PROBLEM TO WORK ON:
What's required is a verbatim printout of all the data.

====

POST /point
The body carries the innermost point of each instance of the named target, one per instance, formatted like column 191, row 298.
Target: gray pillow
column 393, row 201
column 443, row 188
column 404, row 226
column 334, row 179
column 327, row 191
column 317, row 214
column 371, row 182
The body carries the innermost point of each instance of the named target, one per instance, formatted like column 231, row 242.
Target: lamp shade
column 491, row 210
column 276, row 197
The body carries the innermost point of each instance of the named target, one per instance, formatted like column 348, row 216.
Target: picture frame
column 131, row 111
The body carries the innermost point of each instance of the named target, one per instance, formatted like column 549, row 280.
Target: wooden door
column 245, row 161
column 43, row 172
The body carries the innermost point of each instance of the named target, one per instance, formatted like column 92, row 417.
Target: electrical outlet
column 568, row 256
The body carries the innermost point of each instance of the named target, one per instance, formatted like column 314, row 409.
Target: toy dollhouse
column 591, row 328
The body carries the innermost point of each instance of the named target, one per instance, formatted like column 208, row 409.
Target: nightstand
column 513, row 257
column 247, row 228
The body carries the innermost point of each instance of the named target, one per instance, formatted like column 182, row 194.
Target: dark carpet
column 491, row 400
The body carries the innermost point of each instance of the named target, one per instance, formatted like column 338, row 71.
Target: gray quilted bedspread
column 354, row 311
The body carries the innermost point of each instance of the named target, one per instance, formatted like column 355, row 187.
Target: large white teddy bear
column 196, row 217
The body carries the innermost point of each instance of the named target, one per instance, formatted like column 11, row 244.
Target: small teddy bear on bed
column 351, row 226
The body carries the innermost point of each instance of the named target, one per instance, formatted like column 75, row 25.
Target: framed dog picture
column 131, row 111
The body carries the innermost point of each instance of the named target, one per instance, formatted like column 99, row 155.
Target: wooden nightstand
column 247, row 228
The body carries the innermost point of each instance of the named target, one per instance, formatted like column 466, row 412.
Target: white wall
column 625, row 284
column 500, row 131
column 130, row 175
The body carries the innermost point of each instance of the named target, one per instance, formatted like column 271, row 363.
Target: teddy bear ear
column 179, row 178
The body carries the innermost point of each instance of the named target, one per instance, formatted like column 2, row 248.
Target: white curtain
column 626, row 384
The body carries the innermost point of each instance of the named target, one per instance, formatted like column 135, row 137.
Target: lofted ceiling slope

====

SOLUTION BELOW:
POST /point
The body carries the innermost point of each instance of the named target, one per instance, formatted like column 191, row 298.
Target: gray pillow
column 393, row 201
column 443, row 188
column 404, row 226
column 334, row 179
column 327, row 191
column 317, row 214
column 371, row 182
The body carries the innermost point of each instance of the named target, one per instance, formatted like column 231, row 242.
Target: lamp shade
column 491, row 210
column 276, row 197
The body carries the innermost point of each instance of the named target, one per instance, formatted like column 348, row 216.
Target: picture frame
column 131, row 111
The body carries the innermost point of each instance of the named target, one per instance, formatted like column 549, row 280.
Target: wooden door
column 245, row 161
column 43, row 172
The body carries the innermost point of each instance of the named target, one per instance, formatted like column 92, row 417.
Target: electrical outlet
column 568, row 256
The body carries the innermost point of each instance of the named target, one per instance, formatted like column 314, row 409.
Target: toy dollhouse
column 591, row 328
The body carries the innermost point of each instance of the named target, one per instance, formatted like column 208, row 409.
Target: nightstand
column 513, row 257
column 247, row 228
The body carries the innermost point of each instance of the named target, one per instance, formatted like column 182, row 194.
Target: dark carpet
column 491, row 400
The body carries the innermost point of each instance of the named target, one per instance, formatted like column 338, row 71.
Target: gray quilted bedspread
column 354, row 311
The body carries the innermost point of each instance of the named target, one per instance, formatted like column 355, row 187.
Target: large white teddy bear
column 196, row 217
The body carries the innermost point of each instance of the named target, one per instance, formatted like column 11, row 244.
Target: small teddy bear on bed
column 351, row 226
The body carries the innermost point of each instance of the named target, one per instance, formatted like column 75, row 25.
Target: framed dog picture
column 131, row 111
The body carries the innermost point of each instance of the named target, one per instance, formatted like column 99, row 155.
Target: wooden nightstand
column 247, row 228
The body carries the innermost point of each instance of the named target, one per instance, formatted like column 466, row 412.
Target: white wall
column 625, row 284
column 500, row 131
column 130, row 175
The body carries the innermost point of each instance of the named target, one per instance, formatted like column 271, row 363.
Target: teddy bear ear
column 179, row 178
The body carries the innermost point of each instance of the named target, one per instance, formatted like column 2, row 248.
Target: white curtain
column 626, row 384
The body carries the innermost point of each instance of the named target, one per instance, formatted like column 135, row 137.
Target: lofted ceiling slope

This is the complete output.